[Object location entries for images]

· · · · ·

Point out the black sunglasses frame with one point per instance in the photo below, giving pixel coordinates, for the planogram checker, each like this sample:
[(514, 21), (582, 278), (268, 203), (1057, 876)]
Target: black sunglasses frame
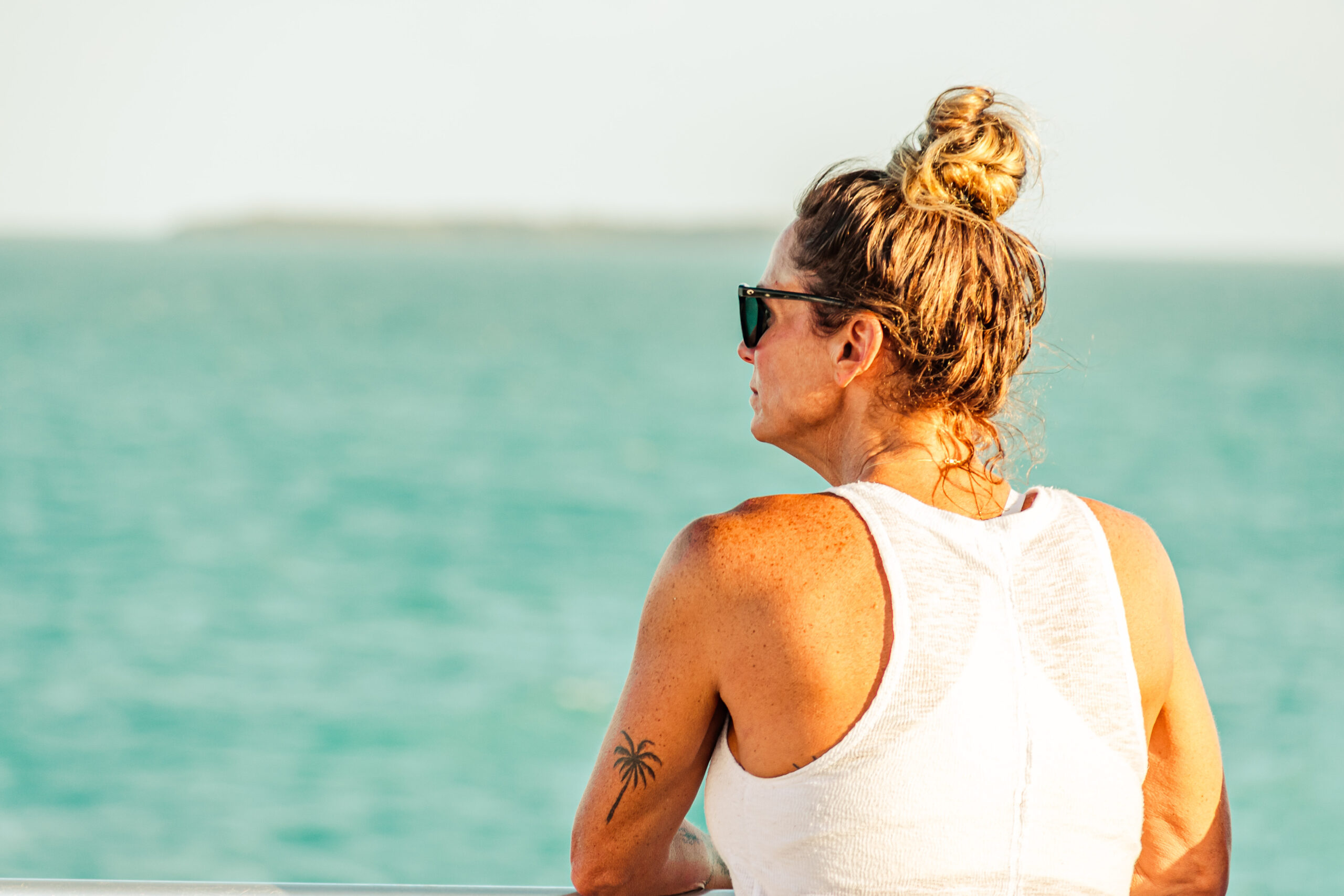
[(752, 296)]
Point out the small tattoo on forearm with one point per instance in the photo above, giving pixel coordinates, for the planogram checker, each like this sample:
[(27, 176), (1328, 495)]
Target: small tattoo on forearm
[(634, 762)]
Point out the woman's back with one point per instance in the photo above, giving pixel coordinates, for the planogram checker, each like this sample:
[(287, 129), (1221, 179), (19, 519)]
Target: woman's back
[(904, 691), (1004, 749)]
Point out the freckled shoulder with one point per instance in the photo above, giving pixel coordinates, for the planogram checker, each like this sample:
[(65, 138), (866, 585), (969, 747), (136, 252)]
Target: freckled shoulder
[(771, 537)]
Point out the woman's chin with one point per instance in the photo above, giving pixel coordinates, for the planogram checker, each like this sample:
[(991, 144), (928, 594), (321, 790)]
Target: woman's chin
[(761, 429)]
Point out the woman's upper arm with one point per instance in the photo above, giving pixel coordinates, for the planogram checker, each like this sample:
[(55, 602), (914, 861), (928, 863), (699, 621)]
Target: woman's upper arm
[(655, 753), (1187, 830)]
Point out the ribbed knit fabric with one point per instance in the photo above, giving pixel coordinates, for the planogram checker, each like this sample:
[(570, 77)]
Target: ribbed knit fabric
[(1004, 751)]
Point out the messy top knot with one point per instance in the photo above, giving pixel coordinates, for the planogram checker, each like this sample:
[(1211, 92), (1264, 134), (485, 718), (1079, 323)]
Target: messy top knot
[(920, 246), (971, 154)]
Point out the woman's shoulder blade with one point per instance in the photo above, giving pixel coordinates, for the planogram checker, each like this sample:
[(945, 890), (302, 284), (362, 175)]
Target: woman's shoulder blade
[(768, 531)]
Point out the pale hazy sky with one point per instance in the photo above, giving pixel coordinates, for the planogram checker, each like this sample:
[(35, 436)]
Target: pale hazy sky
[(1170, 127)]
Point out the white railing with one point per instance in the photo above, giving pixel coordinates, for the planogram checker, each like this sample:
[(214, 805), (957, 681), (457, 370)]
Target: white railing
[(44, 887)]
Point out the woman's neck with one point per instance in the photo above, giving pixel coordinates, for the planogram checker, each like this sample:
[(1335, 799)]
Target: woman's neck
[(915, 455)]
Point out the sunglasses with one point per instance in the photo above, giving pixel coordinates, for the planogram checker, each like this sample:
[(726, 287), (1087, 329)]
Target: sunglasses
[(756, 316)]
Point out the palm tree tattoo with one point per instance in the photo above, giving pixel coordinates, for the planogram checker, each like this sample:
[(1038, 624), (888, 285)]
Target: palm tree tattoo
[(634, 762)]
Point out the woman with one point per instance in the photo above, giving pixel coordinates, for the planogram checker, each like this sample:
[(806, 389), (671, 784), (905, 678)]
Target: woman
[(918, 681)]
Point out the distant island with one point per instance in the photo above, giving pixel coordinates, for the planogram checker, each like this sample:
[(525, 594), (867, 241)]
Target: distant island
[(301, 226)]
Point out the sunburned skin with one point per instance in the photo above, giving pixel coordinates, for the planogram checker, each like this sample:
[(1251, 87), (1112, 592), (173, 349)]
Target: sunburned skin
[(779, 612)]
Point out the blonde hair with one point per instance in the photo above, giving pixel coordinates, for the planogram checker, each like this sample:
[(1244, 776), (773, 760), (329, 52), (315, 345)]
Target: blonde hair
[(920, 246)]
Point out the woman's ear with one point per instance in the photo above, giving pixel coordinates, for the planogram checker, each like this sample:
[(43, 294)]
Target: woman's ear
[(855, 349)]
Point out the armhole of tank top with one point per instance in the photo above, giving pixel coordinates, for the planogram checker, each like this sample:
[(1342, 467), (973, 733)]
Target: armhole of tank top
[(896, 662), (1117, 598), (896, 579)]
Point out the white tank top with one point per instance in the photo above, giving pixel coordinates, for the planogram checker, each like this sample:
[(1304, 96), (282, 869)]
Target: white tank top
[(1004, 751)]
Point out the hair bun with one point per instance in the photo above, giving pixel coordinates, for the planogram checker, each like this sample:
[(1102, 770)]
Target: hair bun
[(971, 155)]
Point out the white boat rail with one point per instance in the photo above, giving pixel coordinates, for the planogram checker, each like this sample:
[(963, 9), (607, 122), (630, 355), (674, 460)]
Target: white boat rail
[(57, 887)]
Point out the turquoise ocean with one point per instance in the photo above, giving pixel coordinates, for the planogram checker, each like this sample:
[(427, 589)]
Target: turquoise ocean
[(320, 559)]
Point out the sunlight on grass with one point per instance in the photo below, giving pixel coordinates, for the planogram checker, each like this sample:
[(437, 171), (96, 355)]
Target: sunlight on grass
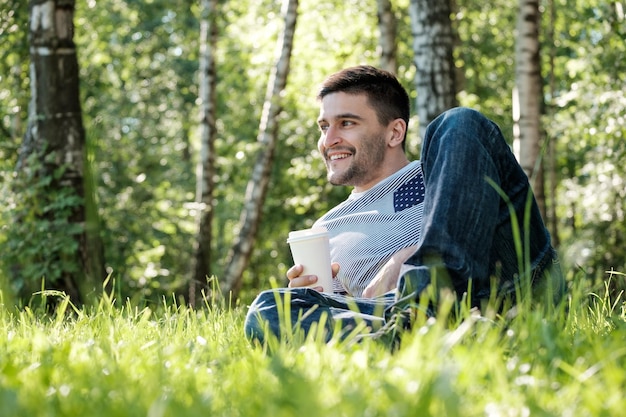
[(118, 359)]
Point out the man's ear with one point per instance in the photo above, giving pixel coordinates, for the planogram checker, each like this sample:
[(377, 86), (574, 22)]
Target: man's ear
[(397, 130)]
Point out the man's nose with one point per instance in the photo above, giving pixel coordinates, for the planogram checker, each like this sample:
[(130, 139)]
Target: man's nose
[(330, 138)]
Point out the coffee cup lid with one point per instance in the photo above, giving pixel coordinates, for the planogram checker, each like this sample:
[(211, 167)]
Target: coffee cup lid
[(307, 233)]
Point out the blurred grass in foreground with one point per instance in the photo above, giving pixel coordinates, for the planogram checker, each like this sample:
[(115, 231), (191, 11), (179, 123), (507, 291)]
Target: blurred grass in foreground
[(121, 360)]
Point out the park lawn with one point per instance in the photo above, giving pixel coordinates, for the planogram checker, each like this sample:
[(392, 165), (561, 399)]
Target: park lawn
[(168, 360)]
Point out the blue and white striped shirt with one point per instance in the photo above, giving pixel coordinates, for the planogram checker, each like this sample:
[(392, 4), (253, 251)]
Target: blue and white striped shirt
[(369, 227)]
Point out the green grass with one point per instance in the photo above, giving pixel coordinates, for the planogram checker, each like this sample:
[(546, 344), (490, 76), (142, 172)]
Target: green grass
[(120, 360)]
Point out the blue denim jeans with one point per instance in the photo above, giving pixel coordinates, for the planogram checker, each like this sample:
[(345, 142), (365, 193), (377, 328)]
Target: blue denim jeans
[(482, 232)]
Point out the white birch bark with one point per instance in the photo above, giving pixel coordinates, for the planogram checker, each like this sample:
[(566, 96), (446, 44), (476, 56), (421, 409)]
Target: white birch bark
[(256, 190), (433, 44), (387, 41), (205, 170), (529, 96)]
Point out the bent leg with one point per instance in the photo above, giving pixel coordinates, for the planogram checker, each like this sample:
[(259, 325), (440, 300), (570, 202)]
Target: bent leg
[(284, 311), (469, 234)]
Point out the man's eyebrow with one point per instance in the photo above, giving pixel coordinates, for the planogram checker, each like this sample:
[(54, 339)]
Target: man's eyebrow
[(341, 116)]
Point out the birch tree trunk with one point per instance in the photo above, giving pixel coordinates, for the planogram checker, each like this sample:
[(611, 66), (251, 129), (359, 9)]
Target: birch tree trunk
[(433, 44), (529, 96), (552, 175), (268, 136), (205, 170), (387, 42), (56, 137)]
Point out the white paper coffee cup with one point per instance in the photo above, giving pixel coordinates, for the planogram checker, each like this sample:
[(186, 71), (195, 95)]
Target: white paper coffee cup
[(310, 248)]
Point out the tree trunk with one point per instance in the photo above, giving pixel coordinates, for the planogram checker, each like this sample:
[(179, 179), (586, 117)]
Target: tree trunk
[(433, 44), (551, 211), (387, 42), (205, 171), (529, 96), (56, 135), (268, 136)]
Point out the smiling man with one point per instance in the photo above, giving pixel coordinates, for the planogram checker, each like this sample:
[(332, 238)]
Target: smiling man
[(401, 227)]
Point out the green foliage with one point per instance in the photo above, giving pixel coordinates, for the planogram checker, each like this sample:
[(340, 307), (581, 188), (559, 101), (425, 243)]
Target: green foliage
[(41, 242), (139, 63), (587, 122), (121, 359)]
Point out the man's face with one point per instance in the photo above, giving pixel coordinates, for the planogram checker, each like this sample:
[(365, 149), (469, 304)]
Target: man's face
[(352, 141)]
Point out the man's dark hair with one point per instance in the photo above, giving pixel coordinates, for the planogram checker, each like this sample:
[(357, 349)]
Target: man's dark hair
[(383, 90)]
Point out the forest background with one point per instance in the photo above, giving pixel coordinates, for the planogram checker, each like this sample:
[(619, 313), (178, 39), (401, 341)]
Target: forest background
[(139, 74)]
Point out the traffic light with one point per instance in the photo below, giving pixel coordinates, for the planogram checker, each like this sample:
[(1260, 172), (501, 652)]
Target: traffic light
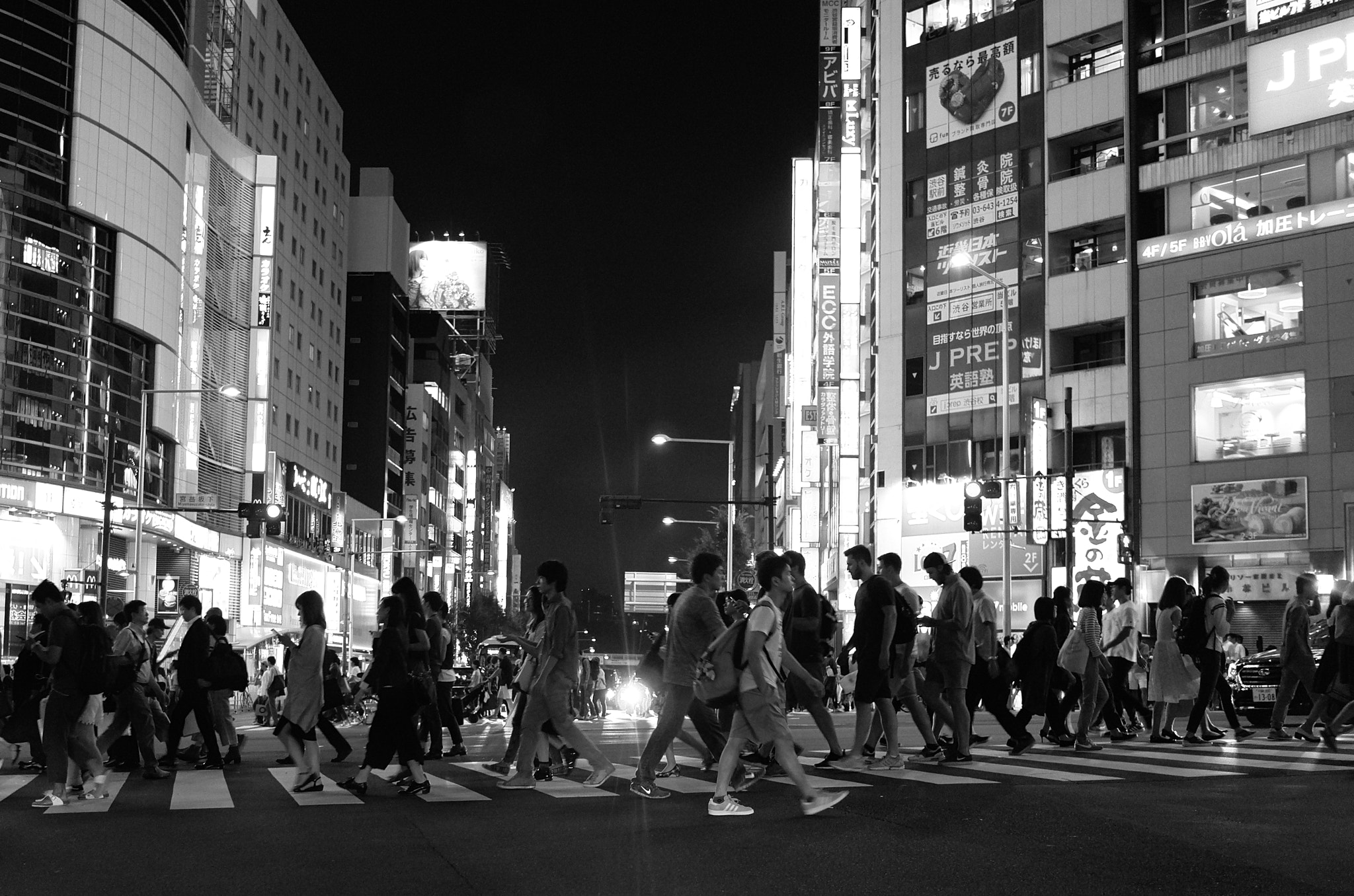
[(973, 507), (262, 517)]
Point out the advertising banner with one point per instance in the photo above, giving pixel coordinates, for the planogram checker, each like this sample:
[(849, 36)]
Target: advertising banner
[(1250, 511), (448, 275), (973, 195), (1302, 77), (971, 94)]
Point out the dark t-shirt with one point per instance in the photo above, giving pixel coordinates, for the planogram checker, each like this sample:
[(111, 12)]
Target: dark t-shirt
[(64, 632), (872, 597)]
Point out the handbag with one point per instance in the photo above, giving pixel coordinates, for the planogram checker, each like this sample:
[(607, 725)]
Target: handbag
[(1074, 653)]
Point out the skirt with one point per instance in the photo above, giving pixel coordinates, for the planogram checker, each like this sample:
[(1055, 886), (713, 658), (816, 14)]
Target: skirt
[(1173, 677)]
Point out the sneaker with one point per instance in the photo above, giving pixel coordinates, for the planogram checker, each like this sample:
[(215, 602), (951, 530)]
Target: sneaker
[(825, 800), (729, 805), (829, 760), (48, 800), (887, 764), (647, 791), (851, 764)]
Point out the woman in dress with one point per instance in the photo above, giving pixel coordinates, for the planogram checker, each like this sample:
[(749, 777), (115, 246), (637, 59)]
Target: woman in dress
[(1094, 693), (393, 726), (1172, 681), (305, 693)]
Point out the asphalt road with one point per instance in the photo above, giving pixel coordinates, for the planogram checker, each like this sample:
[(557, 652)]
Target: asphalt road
[(1257, 818)]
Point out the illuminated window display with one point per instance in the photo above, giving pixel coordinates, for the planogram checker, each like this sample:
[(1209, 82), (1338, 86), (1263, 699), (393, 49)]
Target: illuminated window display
[(1250, 417), (1248, 312)]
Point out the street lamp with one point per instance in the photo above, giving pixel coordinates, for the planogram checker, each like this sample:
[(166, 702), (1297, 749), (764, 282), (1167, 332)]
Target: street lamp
[(729, 543), (965, 260), (227, 391)]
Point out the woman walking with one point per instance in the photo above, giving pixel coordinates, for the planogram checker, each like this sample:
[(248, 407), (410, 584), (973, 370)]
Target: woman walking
[(393, 726), (305, 693), (1173, 680), (1094, 693)]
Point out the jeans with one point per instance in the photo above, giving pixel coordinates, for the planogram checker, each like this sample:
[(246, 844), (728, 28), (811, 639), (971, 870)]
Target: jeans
[(1127, 703), (679, 703), (1209, 681), (1292, 676), (133, 711), (192, 700)]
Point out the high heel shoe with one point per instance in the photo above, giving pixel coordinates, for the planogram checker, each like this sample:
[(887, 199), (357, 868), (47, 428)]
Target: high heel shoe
[(352, 787), (311, 786)]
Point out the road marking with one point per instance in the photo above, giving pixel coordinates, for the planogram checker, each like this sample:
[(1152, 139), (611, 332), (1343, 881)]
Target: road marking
[(85, 807), (559, 788), (201, 791), (1095, 763), (332, 795), (13, 782)]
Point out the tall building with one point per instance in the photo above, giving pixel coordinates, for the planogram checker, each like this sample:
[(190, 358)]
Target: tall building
[(1086, 233)]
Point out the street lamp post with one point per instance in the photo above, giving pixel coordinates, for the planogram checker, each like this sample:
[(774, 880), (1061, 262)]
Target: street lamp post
[(729, 543), (965, 260), (229, 391)]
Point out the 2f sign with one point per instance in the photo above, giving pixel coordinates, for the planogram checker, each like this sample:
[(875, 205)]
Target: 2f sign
[(1303, 77)]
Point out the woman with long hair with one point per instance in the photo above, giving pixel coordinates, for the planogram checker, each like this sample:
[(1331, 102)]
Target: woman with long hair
[(393, 726), (1172, 680), (305, 693), (1094, 693)]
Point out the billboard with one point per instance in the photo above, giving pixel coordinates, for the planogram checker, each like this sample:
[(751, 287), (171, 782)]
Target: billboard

· · · · ·

■ **Instructions to follow**:
Copy the lines of the items verbatim, from the line containing "Point out the asphalt" through the line containing "[(1086, 233)]", including both of those lines.

■ **Written solution**:
Point out the asphalt road with one point per instance in the photo above, giving pixel coordinates, for the planogram checker, each like this sample:
[(557, 652)]
Target: asphalt road
[(1257, 818)]
Point out the illuminated window display with one point per instance in the photo above, giving pixel coordinates, for the planogram checker, each like this sample:
[(1209, 82), (1338, 86), (1263, 699), (393, 49)]
Target: illuminated window display
[(1250, 417), (1248, 312)]
Point out the street lamp with one point per instance in the photo above, giving pixel coordinates, for the planogram checker, each like this sample:
[(166, 702), (1297, 749), (764, 282), (1167, 332)]
Target: street lamp
[(729, 543), (965, 260), (227, 391)]
Point out the woman walking with one point per instance in the photo above, giving pixel coordinates, for the planogram checker, each like this sample:
[(248, 407), (410, 584), (973, 370)]
Target: woman walking
[(393, 726), (305, 693), (1173, 680), (1094, 693)]
Point out the jeans with one point per instance in the photo above, giving pixel coordinates, for the planogram checker, each like this sample:
[(246, 844), (728, 28), (811, 639), (971, 870)]
Target: jeans
[(1127, 703), (679, 703), (1209, 681), (1292, 676), (133, 711), (192, 700)]
Point out the high heel shoe with one point per instance in the photo above, giving pixel coordinates, for the planogram checker, each like this sample:
[(887, 199), (357, 868), (47, 428)]
Target: high heel shoe
[(352, 787), (311, 786)]
Point out the road marking with one point per instance in the photo above, giving pixel coordinates, for the planogram checker, each like this sample:
[(1152, 139), (611, 332), (1343, 881)]
Target: road marking
[(85, 807), (559, 788), (201, 791), (1095, 763), (332, 795), (13, 782)]
Point out the tall building with one point per instance in the photo above, giving pixel coordinates, for the planogram checker, each like this sample:
[(190, 358)]
Target: tall building
[(1086, 233)]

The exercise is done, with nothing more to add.